*Work instructions*. Here is the task for the records below: repeat exactly the lines from the one with "like x=290, y=159." to the one with "like x=172, y=71.", both included, and nothing else.
── Material for this exercise
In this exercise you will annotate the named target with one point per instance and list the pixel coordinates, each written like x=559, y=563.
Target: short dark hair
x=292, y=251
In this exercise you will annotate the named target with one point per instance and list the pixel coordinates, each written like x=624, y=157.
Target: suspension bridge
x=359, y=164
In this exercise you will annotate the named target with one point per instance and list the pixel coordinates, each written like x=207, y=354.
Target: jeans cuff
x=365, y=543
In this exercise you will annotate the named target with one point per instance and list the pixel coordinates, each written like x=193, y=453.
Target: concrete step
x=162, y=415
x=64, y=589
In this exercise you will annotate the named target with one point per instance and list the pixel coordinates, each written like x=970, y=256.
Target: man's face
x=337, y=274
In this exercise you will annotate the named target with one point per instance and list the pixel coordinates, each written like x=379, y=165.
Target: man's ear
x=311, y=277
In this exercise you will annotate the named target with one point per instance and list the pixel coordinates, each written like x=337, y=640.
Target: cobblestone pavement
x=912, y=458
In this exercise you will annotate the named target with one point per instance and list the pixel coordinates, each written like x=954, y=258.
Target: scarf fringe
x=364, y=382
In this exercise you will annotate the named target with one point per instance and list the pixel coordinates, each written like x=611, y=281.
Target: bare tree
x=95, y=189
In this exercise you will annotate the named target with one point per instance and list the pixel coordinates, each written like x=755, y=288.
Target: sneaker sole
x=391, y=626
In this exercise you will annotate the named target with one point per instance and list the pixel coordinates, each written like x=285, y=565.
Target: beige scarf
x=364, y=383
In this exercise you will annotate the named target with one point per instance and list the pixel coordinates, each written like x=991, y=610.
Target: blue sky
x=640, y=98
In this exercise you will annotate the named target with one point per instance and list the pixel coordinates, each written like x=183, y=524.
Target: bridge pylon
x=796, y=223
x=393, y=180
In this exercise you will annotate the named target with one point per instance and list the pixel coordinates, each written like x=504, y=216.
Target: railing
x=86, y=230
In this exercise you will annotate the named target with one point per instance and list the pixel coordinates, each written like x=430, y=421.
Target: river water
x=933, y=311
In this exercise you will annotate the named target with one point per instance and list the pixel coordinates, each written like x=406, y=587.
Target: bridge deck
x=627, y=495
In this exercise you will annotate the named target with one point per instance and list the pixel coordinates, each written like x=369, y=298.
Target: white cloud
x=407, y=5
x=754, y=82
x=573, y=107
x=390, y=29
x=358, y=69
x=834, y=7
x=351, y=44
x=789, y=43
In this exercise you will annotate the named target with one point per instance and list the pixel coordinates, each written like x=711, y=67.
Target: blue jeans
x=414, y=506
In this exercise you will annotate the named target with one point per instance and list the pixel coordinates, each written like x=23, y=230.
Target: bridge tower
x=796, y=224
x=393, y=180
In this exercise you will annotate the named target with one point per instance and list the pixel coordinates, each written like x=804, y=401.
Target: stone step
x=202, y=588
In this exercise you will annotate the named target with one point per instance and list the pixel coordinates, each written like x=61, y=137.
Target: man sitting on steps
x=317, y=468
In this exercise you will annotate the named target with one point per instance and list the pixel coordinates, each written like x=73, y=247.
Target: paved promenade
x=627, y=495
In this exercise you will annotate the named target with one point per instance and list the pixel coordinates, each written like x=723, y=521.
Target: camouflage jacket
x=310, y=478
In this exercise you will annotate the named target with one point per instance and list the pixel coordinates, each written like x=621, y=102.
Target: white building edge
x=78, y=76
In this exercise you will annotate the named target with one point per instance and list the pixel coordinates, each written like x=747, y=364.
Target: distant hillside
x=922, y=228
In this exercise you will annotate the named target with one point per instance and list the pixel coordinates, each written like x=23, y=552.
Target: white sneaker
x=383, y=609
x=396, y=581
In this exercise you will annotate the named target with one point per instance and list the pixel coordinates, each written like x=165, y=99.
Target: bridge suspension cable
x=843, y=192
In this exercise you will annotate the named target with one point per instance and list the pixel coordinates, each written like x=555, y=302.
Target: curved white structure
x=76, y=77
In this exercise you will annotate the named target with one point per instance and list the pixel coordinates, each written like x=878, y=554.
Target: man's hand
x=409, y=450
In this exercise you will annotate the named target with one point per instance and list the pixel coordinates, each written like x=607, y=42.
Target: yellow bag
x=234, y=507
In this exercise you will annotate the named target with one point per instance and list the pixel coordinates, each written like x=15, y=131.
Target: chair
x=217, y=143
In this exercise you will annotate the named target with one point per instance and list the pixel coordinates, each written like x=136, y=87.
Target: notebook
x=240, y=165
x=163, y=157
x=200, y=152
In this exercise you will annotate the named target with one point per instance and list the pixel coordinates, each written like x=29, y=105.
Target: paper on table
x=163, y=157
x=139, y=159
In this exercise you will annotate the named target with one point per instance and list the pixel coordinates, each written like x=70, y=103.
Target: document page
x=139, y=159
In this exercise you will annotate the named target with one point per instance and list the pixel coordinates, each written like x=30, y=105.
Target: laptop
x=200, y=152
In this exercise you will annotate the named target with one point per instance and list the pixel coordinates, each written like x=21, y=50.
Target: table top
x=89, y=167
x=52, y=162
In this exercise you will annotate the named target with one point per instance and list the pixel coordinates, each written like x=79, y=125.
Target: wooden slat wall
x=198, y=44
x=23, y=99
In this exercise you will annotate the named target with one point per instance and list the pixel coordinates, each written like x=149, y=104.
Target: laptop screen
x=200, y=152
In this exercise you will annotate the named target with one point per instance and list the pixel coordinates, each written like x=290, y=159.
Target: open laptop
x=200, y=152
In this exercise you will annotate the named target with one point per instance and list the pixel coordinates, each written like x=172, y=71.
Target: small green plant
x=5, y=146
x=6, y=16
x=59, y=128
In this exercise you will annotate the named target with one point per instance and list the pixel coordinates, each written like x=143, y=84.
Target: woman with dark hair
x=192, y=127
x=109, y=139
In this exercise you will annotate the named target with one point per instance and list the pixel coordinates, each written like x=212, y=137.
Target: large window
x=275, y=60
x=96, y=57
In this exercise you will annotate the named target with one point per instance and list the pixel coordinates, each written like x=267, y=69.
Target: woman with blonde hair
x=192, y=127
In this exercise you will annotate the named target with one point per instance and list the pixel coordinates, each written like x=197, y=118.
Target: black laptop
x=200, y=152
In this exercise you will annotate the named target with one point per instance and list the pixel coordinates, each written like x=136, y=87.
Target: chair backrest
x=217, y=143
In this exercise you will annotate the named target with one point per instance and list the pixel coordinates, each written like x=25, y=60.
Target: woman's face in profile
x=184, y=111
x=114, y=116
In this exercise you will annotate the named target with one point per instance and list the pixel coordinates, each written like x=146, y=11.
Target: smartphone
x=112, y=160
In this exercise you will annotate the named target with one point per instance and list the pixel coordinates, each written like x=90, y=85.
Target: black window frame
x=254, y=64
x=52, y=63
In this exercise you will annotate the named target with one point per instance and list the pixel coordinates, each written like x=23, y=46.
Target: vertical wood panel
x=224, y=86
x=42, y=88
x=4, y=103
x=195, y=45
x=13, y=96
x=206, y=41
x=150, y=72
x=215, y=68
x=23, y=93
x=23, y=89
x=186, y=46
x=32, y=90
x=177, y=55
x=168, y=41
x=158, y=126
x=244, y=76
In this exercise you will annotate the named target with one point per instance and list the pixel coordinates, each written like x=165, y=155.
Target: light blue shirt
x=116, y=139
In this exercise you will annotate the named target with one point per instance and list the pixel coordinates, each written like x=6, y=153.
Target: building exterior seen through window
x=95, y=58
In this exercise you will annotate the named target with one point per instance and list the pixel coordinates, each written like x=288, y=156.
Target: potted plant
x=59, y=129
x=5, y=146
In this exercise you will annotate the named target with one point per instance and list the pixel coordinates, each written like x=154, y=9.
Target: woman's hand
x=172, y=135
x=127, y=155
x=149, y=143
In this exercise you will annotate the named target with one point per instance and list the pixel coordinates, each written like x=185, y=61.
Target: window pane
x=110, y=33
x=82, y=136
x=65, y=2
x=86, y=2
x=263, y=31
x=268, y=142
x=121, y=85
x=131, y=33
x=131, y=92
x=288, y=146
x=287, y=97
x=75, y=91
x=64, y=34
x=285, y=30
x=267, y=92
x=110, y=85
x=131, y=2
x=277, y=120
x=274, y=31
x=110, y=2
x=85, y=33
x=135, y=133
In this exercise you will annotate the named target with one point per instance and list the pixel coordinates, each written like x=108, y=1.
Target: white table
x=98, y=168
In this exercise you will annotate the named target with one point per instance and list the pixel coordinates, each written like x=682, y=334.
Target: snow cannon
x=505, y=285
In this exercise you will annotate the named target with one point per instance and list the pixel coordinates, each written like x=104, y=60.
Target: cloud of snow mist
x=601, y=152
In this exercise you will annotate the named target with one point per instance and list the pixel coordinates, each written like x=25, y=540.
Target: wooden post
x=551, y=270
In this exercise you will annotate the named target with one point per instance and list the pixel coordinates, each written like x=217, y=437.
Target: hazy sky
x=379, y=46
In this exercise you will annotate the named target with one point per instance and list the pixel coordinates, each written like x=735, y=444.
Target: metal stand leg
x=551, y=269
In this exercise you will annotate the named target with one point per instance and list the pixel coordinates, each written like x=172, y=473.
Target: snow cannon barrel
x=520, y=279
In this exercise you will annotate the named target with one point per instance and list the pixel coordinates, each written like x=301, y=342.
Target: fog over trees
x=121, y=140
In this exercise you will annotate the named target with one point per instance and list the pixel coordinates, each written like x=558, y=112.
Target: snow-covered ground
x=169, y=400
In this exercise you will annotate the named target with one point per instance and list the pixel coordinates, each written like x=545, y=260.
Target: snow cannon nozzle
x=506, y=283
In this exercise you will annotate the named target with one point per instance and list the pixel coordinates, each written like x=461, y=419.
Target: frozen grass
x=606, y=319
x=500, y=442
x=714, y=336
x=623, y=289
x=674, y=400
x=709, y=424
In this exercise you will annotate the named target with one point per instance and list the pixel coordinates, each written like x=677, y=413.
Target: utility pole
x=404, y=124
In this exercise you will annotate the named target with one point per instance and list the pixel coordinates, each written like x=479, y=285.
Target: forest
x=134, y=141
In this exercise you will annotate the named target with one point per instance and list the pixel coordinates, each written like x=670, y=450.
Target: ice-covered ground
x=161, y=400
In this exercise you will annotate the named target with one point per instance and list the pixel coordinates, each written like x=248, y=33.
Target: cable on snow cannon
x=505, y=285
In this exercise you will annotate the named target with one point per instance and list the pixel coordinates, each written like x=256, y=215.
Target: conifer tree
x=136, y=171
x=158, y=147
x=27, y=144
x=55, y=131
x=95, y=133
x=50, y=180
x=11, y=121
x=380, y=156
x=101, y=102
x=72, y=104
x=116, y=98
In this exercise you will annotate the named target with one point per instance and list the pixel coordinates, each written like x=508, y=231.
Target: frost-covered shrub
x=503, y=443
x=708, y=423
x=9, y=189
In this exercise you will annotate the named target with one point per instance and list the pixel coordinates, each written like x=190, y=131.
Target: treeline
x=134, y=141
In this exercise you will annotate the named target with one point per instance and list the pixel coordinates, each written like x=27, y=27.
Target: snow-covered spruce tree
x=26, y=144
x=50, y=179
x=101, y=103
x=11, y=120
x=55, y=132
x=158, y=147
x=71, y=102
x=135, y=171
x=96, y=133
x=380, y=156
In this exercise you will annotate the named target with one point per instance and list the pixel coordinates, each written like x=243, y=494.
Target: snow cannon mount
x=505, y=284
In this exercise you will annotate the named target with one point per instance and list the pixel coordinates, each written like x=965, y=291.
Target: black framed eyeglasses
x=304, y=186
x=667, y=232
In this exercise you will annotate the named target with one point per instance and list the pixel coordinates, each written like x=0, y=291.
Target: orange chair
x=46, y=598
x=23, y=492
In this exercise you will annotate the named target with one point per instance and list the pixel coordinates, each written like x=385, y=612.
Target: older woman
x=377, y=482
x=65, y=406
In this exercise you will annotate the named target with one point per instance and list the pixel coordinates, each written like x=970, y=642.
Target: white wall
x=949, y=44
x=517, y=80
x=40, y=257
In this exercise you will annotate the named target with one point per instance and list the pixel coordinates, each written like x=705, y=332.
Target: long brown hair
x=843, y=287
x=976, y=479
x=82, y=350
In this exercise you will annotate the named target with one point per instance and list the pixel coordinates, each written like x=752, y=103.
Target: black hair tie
────
*Output below*.
In this exercise you will annotate the named target with one point per instance and list the pixel coordinates, each written like x=290, y=159.
Target: open laptop
x=200, y=152
In this exercise you will annotate the named target with one point per instance and list the pixel coordinates, each written like x=172, y=71.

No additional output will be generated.